Excerpt provided ::
★ ★ ★ ★

What is the use of Dirac delta function in quantum mechanics?

[manimaran1605]

If you ask me define Dirac delta function, i can easily define it and prove its properties using laplacian or complex analysis method. But still i don't understand what is the use of DIRAC DELTA FUNCTION in quantum mechanics. As i have done some reading Quantum mechanics from Introduction to Quantum mechanics By griffiths (completed 1st chapter only) but still i haven't see a word like delta function. Please help.

 

[hilbert2]

You probably know the probability density interpretation of the wavefunction. The relative probability of finding the particle in the small interval $[x,x+dx]$ is $|\psi(x)|^2 dx$. Now, if the wavefunction of the particle is the Dirac delta, $\psi(x)=\delta(x-x_{0})$, all of the probability density is concentrated at the point $x=x_{0}$. Therefore, this wavefunction describes a state where the particle is at a certain point with 100% probability (a position eigenstate). That is why we need the Dirac delta function in QM.

 

[nomadreid]

In very broad terms: you use it to fudge to get discrete values out of a continuous distribution. It's a bit better explained here: http://en.wikipedia.org/wiki/Dirac_delta_function#Quantum_mechanics, and gives other examples here: http://en.wikipedia.org/wiki/Dirac_delta_function#Quantum_mechanics

 

[WannabeNewton]

IBut still i don't understand what is the use of DIRAC DELTA FUNCTION in quantum mechanics.

Just think about the uses of $\delta_{ij}$ but for continuous instead of discrete spectra in order to see where and why we use $\delta(x - x')$.

 

[vanhees71]

To avoid trouble later on, it is however very important to realize that the ideas provided in #2 are wrong and one should call it the Dirac $\delta$ distribution rather than calling it a function. A distribution is a kind of "generalized function" and defined as a linear functional on an appropriate subspace of the Hilbert space of square-integrable functions. The functions in the subspace are called test functions. Youl can choose them as all smooth functions of compact support. Then it's defined by the relation
$$\int_{\mathbb{R}} \mathrm{d} x \delta(x-x_0) f(x)=f(x_0)$$
for all functions $f$ in the domain of the test functions.

★ ★ ★ ★

Provided material ::
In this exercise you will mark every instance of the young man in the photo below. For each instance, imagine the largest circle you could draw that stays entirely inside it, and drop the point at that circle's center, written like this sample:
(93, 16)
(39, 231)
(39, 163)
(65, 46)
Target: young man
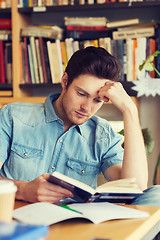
(64, 135)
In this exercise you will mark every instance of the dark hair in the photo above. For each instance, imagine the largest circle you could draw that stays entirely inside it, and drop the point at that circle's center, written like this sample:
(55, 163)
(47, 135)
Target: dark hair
(95, 61)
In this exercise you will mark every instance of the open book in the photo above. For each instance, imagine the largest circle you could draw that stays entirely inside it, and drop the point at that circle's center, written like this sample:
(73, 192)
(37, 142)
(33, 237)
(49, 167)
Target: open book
(47, 213)
(119, 191)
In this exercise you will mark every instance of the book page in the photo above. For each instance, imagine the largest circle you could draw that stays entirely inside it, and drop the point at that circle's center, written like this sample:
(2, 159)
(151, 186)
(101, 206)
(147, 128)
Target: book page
(47, 213)
(100, 212)
(43, 213)
(127, 185)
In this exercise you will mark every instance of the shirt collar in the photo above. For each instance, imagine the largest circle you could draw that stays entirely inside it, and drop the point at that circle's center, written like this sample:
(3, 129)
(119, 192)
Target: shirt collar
(49, 110)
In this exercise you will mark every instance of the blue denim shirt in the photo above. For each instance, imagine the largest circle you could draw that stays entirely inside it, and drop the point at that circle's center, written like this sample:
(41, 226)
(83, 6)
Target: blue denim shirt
(33, 142)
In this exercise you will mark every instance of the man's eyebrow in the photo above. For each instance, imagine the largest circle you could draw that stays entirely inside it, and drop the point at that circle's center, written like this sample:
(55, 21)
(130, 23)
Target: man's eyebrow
(82, 90)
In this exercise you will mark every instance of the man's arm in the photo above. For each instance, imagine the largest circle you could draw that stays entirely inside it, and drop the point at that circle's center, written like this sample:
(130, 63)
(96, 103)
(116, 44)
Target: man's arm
(135, 160)
(40, 190)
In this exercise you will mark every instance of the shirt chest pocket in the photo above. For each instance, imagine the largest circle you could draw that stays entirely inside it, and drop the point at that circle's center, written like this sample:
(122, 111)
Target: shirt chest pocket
(82, 171)
(24, 162)
(26, 152)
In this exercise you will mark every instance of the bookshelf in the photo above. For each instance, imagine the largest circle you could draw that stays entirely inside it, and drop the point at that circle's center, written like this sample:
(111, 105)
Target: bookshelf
(21, 17)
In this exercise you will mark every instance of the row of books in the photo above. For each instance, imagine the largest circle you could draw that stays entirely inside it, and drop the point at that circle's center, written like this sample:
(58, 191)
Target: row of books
(5, 62)
(5, 4)
(43, 3)
(5, 23)
(44, 60)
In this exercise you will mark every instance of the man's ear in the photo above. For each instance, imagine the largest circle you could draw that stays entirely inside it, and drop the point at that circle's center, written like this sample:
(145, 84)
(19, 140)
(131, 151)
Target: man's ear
(64, 80)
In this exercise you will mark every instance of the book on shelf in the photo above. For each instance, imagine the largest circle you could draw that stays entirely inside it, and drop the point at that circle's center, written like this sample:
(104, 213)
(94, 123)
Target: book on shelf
(85, 28)
(2, 63)
(121, 23)
(86, 35)
(134, 33)
(23, 231)
(48, 214)
(27, 67)
(5, 23)
(35, 60)
(5, 35)
(85, 21)
(119, 191)
(8, 61)
(139, 25)
(53, 32)
(42, 55)
(152, 49)
(105, 43)
(39, 61)
(55, 62)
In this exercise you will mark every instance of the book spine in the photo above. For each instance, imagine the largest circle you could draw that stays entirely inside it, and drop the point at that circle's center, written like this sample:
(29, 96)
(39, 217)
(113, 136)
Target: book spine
(135, 33)
(85, 28)
(158, 48)
(5, 23)
(41, 43)
(34, 56)
(23, 74)
(39, 61)
(8, 62)
(83, 35)
(27, 60)
(50, 55)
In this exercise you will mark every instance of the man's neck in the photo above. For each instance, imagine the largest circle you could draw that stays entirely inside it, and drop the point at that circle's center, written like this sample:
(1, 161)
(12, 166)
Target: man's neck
(58, 108)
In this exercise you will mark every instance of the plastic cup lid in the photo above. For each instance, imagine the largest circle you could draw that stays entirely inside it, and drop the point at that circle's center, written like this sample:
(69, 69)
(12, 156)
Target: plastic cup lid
(7, 186)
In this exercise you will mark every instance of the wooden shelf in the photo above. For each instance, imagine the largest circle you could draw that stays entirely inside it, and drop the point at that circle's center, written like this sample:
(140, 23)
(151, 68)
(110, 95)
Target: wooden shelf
(91, 6)
(39, 85)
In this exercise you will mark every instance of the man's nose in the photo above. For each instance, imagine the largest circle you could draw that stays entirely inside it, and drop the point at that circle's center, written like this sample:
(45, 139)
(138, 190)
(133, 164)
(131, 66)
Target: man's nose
(86, 105)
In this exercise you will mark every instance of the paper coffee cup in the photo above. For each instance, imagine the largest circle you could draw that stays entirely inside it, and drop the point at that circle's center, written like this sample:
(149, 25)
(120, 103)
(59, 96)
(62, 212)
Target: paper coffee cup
(7, 198)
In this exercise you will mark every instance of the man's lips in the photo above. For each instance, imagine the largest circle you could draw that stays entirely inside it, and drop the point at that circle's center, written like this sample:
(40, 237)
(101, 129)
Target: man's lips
(81, 115)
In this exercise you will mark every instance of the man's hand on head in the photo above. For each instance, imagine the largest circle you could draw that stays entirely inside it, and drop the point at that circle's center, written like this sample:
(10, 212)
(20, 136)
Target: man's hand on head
(115, 92)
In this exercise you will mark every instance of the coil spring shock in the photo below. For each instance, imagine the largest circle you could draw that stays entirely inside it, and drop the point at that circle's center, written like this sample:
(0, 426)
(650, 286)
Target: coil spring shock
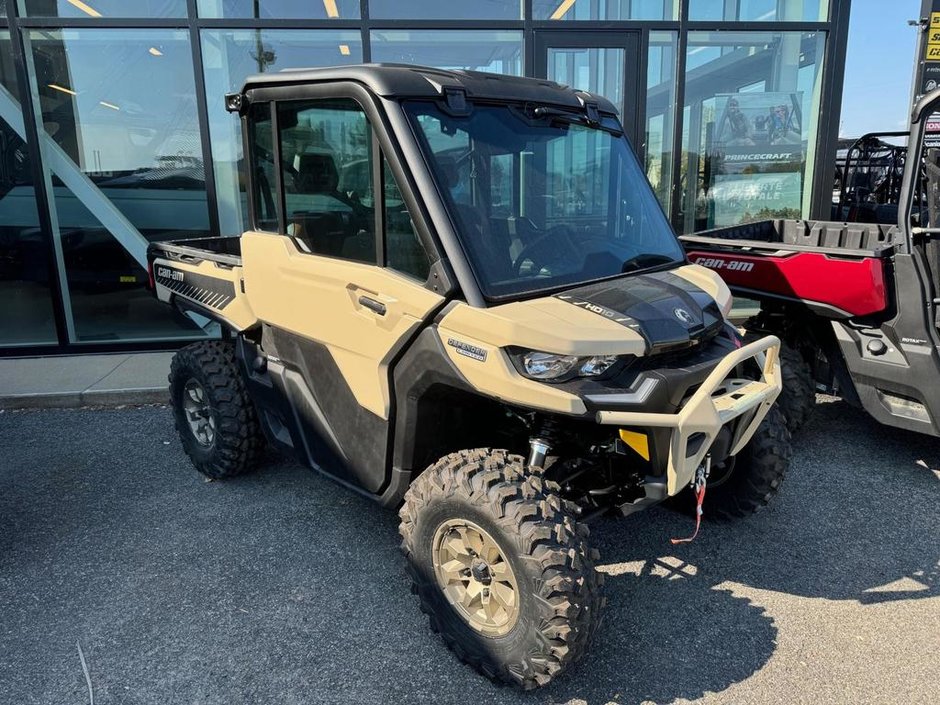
(542, 441)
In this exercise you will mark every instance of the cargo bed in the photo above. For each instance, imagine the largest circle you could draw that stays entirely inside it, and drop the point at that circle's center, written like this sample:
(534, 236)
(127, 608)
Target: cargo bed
(204, 276)
(836, 269)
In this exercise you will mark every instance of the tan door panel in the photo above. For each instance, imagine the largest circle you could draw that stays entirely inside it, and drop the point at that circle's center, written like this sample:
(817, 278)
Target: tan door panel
(327, 300)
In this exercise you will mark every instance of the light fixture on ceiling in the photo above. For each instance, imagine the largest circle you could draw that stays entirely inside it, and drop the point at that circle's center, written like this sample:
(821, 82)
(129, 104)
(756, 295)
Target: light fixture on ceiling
(331, 10)
(61, 89)
(562, 9)
(87, 9)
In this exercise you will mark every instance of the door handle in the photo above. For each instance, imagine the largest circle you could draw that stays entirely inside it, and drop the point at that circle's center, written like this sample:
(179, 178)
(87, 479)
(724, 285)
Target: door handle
(373, 305)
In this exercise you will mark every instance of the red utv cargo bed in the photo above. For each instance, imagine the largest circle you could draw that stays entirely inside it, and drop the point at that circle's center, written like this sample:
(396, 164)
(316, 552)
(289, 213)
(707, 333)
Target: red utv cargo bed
(837, 269)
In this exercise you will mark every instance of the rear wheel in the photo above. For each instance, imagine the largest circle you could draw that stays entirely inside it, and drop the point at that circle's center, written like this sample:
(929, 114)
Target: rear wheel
(500, 566)
(215, 418)
(798, 398)
(745, 483)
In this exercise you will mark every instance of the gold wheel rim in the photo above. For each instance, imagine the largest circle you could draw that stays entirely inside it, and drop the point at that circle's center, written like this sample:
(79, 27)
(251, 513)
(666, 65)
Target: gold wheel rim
(475, 577)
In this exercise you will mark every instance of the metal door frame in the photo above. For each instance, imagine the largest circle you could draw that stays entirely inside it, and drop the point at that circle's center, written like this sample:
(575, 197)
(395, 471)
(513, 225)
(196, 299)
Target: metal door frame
(634, 69)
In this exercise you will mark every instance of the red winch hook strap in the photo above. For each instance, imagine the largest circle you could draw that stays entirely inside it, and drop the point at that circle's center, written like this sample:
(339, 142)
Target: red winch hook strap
(701, 478)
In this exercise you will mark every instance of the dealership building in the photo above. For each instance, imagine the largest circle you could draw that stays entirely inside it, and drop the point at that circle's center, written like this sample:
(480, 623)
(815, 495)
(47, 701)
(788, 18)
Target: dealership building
(113, 132)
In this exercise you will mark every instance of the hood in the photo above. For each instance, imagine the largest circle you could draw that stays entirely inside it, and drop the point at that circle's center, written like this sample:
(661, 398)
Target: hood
(668, 311)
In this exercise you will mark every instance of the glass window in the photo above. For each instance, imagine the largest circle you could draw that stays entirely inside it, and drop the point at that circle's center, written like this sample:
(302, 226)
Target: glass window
(26, 314)
(750, 128)
(121, 137)
(605, 10)
(480, 50)
(594, 69)
(661, 113)
(403, 249)
(228, 56)
(435, 9)
(326, 158)
(264, 170)
(103, 8)
(584, 209)
(759, 10)
(281, 9)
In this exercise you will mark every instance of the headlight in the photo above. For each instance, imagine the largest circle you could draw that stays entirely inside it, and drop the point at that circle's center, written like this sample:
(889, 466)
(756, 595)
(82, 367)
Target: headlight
(547, 365)
(597, 365)
(550, 366)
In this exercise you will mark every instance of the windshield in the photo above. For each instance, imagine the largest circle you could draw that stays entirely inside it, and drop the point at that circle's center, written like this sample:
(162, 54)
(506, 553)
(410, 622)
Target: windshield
(541, 199)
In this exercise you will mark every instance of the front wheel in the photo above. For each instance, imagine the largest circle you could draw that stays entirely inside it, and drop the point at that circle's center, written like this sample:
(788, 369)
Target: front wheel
(745, 483)
(500, 566)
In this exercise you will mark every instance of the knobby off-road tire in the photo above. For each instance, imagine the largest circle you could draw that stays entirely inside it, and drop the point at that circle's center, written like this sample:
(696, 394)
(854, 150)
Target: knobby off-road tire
(746, 483)
(206, 389)
(558, 590)
(798, 398)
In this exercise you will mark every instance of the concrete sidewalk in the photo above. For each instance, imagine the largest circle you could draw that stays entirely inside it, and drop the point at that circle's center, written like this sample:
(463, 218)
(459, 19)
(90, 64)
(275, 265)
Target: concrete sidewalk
(84, 380)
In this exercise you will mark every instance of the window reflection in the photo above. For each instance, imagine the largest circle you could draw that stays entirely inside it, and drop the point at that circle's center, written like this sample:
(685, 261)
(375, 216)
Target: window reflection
(26, 316)
(660, 113)
(605, 10)
(750, 126)
(118, 110)
(103, 8)
(435, 9)
(759, 10)
(229, 56)
(281, 9)
(479, 50)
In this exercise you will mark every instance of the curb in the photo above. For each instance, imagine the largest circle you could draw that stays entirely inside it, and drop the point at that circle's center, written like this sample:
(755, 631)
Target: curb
(102, 398)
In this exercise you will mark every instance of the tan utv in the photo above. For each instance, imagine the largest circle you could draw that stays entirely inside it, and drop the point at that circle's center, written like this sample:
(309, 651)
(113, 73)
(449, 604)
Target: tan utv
(459, 296)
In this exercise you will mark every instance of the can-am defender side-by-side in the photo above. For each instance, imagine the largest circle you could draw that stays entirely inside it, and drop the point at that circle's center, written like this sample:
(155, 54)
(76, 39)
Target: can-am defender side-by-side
(857, 304)
(460, 297)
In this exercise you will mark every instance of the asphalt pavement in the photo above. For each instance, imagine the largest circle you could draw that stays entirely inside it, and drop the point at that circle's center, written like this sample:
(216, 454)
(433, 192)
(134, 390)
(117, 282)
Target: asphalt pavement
(282, 587)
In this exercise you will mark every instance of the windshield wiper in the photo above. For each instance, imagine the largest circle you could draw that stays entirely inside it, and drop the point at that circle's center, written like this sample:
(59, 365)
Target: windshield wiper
(645, 261)
(556, 114)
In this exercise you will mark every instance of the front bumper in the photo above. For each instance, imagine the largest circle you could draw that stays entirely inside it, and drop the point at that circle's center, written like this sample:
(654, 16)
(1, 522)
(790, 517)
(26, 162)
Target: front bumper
(719, 401)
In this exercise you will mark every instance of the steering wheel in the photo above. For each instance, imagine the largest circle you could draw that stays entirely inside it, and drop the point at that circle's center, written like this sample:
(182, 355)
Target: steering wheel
(554, 246)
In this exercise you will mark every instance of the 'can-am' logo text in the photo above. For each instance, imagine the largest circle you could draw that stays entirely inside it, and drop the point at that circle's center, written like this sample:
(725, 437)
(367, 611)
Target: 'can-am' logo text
(729, 264)
(467, 350)
(173, 274)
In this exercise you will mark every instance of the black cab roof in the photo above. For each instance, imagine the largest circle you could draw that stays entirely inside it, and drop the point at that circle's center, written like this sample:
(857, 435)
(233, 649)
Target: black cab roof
(408, 81)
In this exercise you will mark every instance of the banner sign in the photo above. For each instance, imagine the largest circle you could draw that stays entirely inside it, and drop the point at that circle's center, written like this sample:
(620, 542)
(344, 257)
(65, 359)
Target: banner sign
(756, 157)
(929, 68)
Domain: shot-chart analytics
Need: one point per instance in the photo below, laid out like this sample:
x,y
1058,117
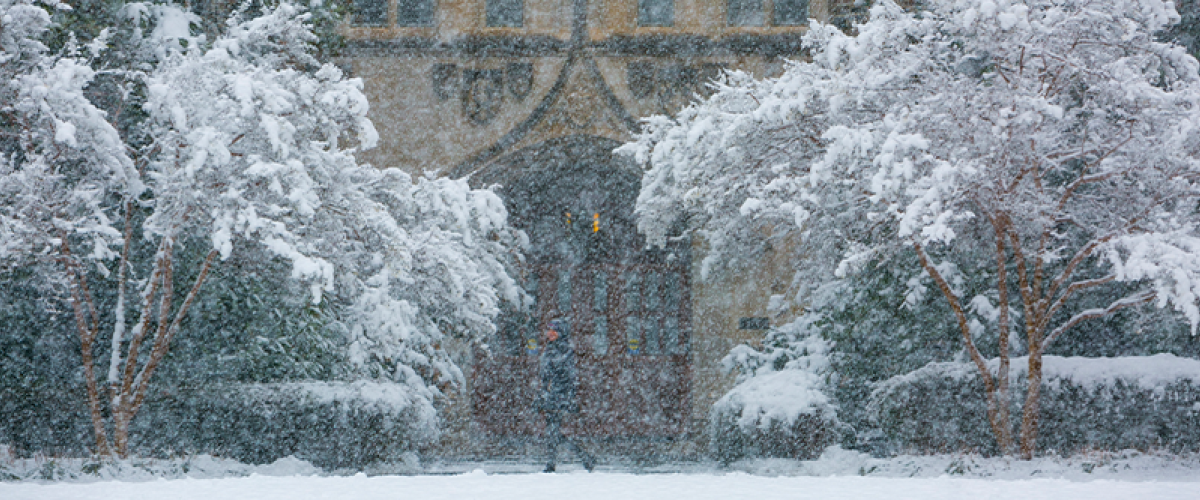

★ ★ ★ ★

Short exercise A :: In the forum thread, what name does vanhees71 say should be used instead of calling the Dirac delta a function?
Short exercise B :: Tally the lines of the records that contain the string "chest", treating case as significant, and give only the number.

Final result A :: The Dirac δ distribution.

Final result B :: 2